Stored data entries
"""
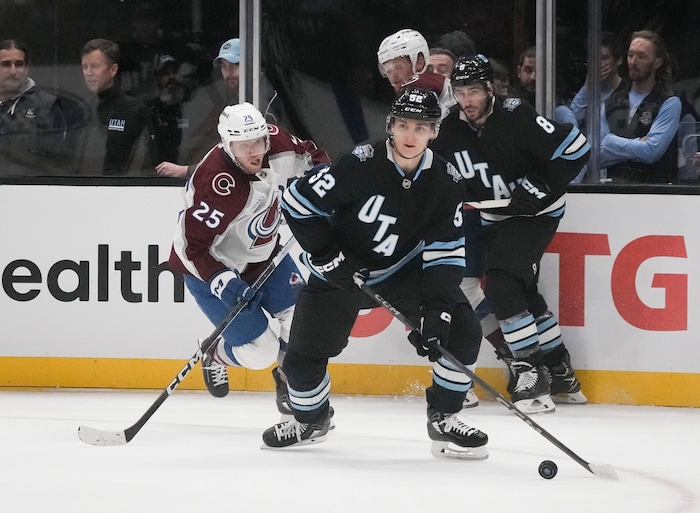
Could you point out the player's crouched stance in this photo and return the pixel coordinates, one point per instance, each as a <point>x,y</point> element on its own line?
<point>227,235</point>
<point>391,213</point>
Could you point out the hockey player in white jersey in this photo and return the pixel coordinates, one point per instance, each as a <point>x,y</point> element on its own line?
<point>504,149</point>
<point>227,234</point>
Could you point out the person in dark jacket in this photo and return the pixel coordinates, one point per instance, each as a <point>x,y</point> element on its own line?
<point>32,122</point>
<point>120,139</point>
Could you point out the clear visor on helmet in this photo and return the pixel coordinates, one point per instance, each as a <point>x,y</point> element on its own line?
<point>400,65</point>
<point>396,125</point>
<point>251,147</point>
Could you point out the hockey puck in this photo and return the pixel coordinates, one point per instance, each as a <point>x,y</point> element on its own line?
<point>547,469</point>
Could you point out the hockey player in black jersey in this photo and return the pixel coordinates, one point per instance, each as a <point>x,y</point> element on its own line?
<point>393,212</point>
<point>504,149</point>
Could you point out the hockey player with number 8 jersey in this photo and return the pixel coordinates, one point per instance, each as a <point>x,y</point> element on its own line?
<point>504,149</point>
<point>227,234</point>
<point>391,213</point>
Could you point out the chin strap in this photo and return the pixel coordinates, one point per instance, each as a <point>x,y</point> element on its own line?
<point>391,143</point>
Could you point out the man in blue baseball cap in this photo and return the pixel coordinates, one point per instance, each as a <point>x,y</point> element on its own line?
<point>228,60</point>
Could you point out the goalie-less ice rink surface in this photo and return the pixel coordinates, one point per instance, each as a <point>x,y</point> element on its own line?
<point>201,454</point>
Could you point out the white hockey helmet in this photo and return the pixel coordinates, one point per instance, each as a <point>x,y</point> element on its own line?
<point>404,43</point>
<point>241,122</point>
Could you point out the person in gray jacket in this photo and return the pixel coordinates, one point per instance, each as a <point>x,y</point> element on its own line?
<point>32,121</point>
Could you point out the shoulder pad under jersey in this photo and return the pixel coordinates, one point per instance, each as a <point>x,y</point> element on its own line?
<point>363,152</point>
<point>454,172</point>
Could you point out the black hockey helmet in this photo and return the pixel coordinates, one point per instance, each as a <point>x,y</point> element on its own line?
<point>470,69</point>
<point>415,103</point>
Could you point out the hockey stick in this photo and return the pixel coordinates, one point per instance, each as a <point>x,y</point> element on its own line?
<point>478,205</point>
<point>606,471</point>
<point>100,437</point>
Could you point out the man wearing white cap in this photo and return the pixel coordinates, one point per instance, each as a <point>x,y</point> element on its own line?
<point>204,109</point>
<point>228,60</point>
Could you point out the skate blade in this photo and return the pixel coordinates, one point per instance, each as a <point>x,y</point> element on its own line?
<point>447,450</point>
<point>575,398</point>
<point>542,404</point>
<point>309,441</point>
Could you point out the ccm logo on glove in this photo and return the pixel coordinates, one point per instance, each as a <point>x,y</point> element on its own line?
<point>532,189</point>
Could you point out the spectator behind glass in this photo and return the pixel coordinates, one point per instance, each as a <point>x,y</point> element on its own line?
<point>120,134</point>
<point>166,109</point>
<point>32,122</point>
<point>610,82</point>
<point>458,42</point>
<point>639,124</point>
<point>525,75</point>
<point>441,61</point>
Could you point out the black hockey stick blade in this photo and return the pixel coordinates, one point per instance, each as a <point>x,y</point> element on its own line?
<point>599,470</point>
<point>94,436</point>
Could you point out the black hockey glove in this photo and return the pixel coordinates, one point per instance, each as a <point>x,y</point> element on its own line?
<point>528,198</point>
<point>338,268</point>
<point>230,288</point>
<point>434,332</point>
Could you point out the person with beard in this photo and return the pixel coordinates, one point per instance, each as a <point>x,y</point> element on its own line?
<point>404,59</point>
<point>525,73</point>
<point>32,121</point>
<point>639,124</point>
<point>166,110</point>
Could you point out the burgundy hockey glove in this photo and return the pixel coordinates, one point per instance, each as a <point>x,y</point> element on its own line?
<point>230,288</point>
<point>434,332</point>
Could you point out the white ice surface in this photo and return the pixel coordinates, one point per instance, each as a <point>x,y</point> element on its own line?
<point>201,454</point>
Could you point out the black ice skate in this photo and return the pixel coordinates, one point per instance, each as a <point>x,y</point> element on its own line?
<point>215,374</point>
<point>282,395</point>
<point>293,433</point>
<point>471,400</point>
<point>282,398</point>
<point>564,387</point>
<point>529,387</point>
<point>453,438</point>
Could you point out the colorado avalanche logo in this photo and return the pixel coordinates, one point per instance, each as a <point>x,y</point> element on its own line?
<point>223,184</point>
<point>511,103</point>
<point>263,228</point>
<point>364,152</point>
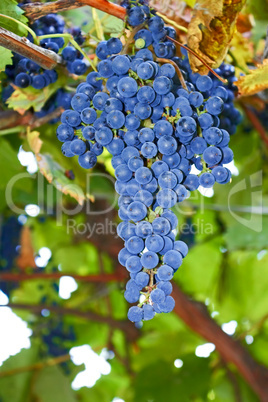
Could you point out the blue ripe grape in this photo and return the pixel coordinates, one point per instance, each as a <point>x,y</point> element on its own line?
<point>145,35</point>
<point>205,120</point>
<point>145,71</point>
<point>198,145</point>
<point>228,155</point>
<point>80,102</point>
<point>113,104</point>
<point>66,149</point>
<point>166,198</point>
<point>220,173</point>
<point>69,53</point>
<point>213,135</point>
<point>133,264</point>
<point>38,81</point>
<point>165,273</point>
<point>149,150</point>
<point>181,247</point>
<point>65,133</point>
<point>173,258</point>
<point>136,211</point>
<point>146,135</point>
<point>161,226</point>
<point>207,180</point>
<point>88,160</point>
<point>159,167</point>
<point>142,111</point>
<point>163,127</point>
<point>143,175</point>
<point>135,245</point>
<point>167,145</point>
<point>214,105</point>
<point>154,243</point>
<point>212,155</point>
<point>145,197</point>
<point>22,80</point>
<point>143,229</point>
<point>121,64</point>
<point>114,45</point>
<point>162,85</point>
<point>115,119</point>
<point>146,94</point>
<point>167,180</point>
<point>149,260</point>
<point>88,115</point>
<point>104,136</point>
<point>116,146</point>
<point>123,173</point>
<point>191,182</point>
<point>142,279</point>
<point>134,163</point>
<point>78,147</point>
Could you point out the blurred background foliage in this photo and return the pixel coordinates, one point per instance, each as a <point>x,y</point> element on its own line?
<point>226,269</point>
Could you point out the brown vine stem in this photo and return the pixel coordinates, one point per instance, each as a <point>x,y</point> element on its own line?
<point>124,325</point>
<point>34,11</point>
<point>102,278</point>
<point>43,57</point>
<point>183,84</point>
<point>199,58</point>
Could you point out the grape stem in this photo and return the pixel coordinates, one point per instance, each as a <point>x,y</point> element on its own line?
"""
Requirement
What is needed is an exact printout of all the entries, without the pictures.

Exercise answer
Could you point out the player's crouched stance in this photo and return the pixel coordinates, one point per instance, each as a <point>x,y</point> element on its own line?
<point>227,235</point>
<point>391,213</point>
Could you point out the hockey player in white jersey in this photo and return the pixel coordinates, one point per instance, each as a <point>x,y</point> element on its own line?
<point>504,149</point>
<point>227,234</point>
Could you point out the person in dark jacket in this photo and return the pixel coordinates, one point per instance, each as a <point>x,y</point> element on its own line?
<point>32,122</point>
<point>120,139</point>
Could you point out the clear visor on helmet in this photo and return the pixel coordinates, one point per instance, each as a <point>x,y</point> element on its own line?
<point>400,65</point>
<point>396,125</point>
<point>251,147</point>
Could you point out the hockey puck in this photo and return the pixel coordinates, one point per instance, each as a <point>x,y</point> element on its own line?
<point>547,469</point>
Could you point out the hockey player in black jersey in this photo and return the pixel coordinates, one point per instance, each as a <point>x,y</point> element on its own line?
<point>393,212</point>
<point>504,149</point>
Could you point out the hockey player with number 8 jersey in this photo and return the pixel coordinates, one point per instance, each as a <point>x,y</point> element on its own line?
<point>504,149</point>
<point>227,234</point>
<point>391,213</point>
Could you point out the chin strap in this photo and return the pixel coordinates, one point per instance, each as a <point>x,y</point> element on its own line?
<point>391,143</point>
Could you point out the man in blue baseball cap in this photo and return the pixel coordinates, one point per instance, each as a <point>x,y</point> element on its own line?
<point>228,60</point>
Could you point out the goalie-less ice rink surface in this photo and return the pixel coordinates, one point per instance, each as a <point>x,y</point> element on its own line?
<point>201,454</point>
Could you point out the white hockey helmet in this photo and return the pixel coordinates, one point per instance, each as a <point>x,y</point> element on its own line?
<point>404,43</point>
<point>241,122</point>
Could you point out the person in gray jacket in this photo and return the pixel coordinates, one point per instance, each as a <point>x,y</point> element on its own line?
<point>32,121</point>
Could you point out the shoulder pad under jersey in this photo and return the pixel coordinates, one point per instance, each as a <point>x,y</point> element on its own line?
<point>363,152</point>
<point>454,172</point>
Could you point out the black hockey helmet in this photo and return the pixel coordinates, one point per instance, each as a <point>x,y</point> element on its own line?
<point>470,69</point>
<point>415,103</point>
Could you point out the hockey stick in this photo and return the pixel coordinates, one point per instance, each as a <point>x,y</point> element on its own line?
<point>478,205</point>
<point>606,471</point>
<point>100,437</point>
Could you point out the man wearing white cap in this photo and return the pixel coordinates, one point per instance, each as a <point>x,y</point> element on its own line?
<point>204,109</point>
<point>228,60</point>
Could you point out the skate blade in this photo and return the pixel coordinates, one point per instance, each as a <point>x,y</point> element on its own line?
<point>447,450</point>
<point>575,398</point>
<point>542,404</point>
<point>309,441</point>
Could you point out the ccm logo on glove in this photo and return the pixel coordinates, one point per instance, each as a <point>x,y</point> element on its own line?
<point>532,189</point>
Could you point out the spectator behind glass in this photo and return the pixel coordinates, one point per instance, each as a <point>x,y</point> element on its own line?
<point>120,134</point>
<point>166,109</point>
<point>32,122</point>
<point>610,82</point>
<point>458,42</point>
<point>639,124</point>
<point>525,75</point>
<point>441,61</point>
Could you point out the black hockey stick blade in this photo and return the pixel coordinates, one point per instance, each as a <point>x,y</point> element on its own line?
<point>599,470</point>
<point>94,436</point>
Could you point out the black hockey glove in this photo and return the pixel coordinates, one point per instance, each as a <point>x,y</point> element on its own line?
<point>528,198</point>
<point>338,268</point>
<point>230,288</point>
<point>434,332</point>
Could you point out the person with beard in this photo and return the pixel coordinates, one point per instance, each as a <point>x,y</point> element on its own line?
<point>404,59</point>
<point>525,73</point>
<point>32,121</point>
<point>639,124</point>
<point>166,110</point>
Could you point out the burgundy hockey glove in this photo and return the pixel coordinates, one point per instance, each as a <point>x,y</point> element on its own line?
<point>230,288</point>
<point>434,332</point>
Could you point out the white ice surface in this photo and return the pixel coordinates, one point per instance, each as a <point>x,y</point> element on its own line?
<point>201,454</point>
Could you point out the black ice skate in this photo and return the pixel coordinates, one point per instance, each as a <point>x,y</point> element on its own line?
<point>215,374</point>
<point>282,395</point>
<point>293,433</point>
<point>471,400</point>
<point>282,398</point>
<point>564,387</point>
<point>529,387</point>
<point>453,438</point>
Could you point out the colorado avalanche logo in this photo and return the pixel coordinates, one point per instance, each as a <point>x,y</point> element on its own line?
<point>223,184</point>
<point>511,103</point>
<point>263,228</point>
<point>364,152</point>
Could you point out the blue ripe grape in this photo and return the pixel coordinates, one point per instance, each as a <point>x,y</point> element on its own line?
<point>145,35</point>
<point>205,120</point>
<point>145,71</point>
<point>198,145</point>
<point>228,155</point>
<point>80,102</point>
<point>113,104</point>
<point>66,149</point>
<point>166,198</point>
<point>220,173</point>
<point>69,53</point>
<point>213,135</point>
<point>133,264</point>
<point>38,81</point>
<point>165,273</point>
<point>149,150</point>
<point>181,247</point>
<point>65,133</point>
<point>173,258</point>
<point>136,211</point>
<point>146,135</point>
<point>161,226</point>
<point>207,180</point>
<point>88,160</point>
<point>159,167</point>
<point>142,111</point>
<point>163,127</point>
<point>143,175</point>
<point>135,245</point>
<point>167,145</point>
<point>214,105</point>
<point>154,243</point>
<point>212,155</point>
<point>145,197</point>
<point>22,80</point>
<point>143,229</point>
<point>121,64</point>
<point>114,45</point>
<point>162,85</point>
<point>115,119</point>
<point>146,94</point>
<point>167,180</point>
<point>149,260</point>
<point>88,115</point>
<point>104,136</point>
<point>116,146</point>
<point>123,173</point>
<point>191,182</point>
<point>142,279</point>
<point>134,163</point>
<point>78,147</point>
Could you point out the blurred background foliage in this photo and return the pixel coordinates, one point per instance, each as a <point>x,y</point> element on its own line?
<point>226,269</point>
Could you point out the brown vine stem in this photo and return the pixel coordinates, one point per instance, each as a <point>x,y</point> element on its own line?
<point>124,325</point>
<point>34,11</point>
<point>102,278</point>
<point>43,57</point>
<point>183,84</point>
<point>199,58</point>
Could you point out the grape stem in this photo and return the pixel coordinates, one point per instance, each as a <point>x,y</point> element on its own line?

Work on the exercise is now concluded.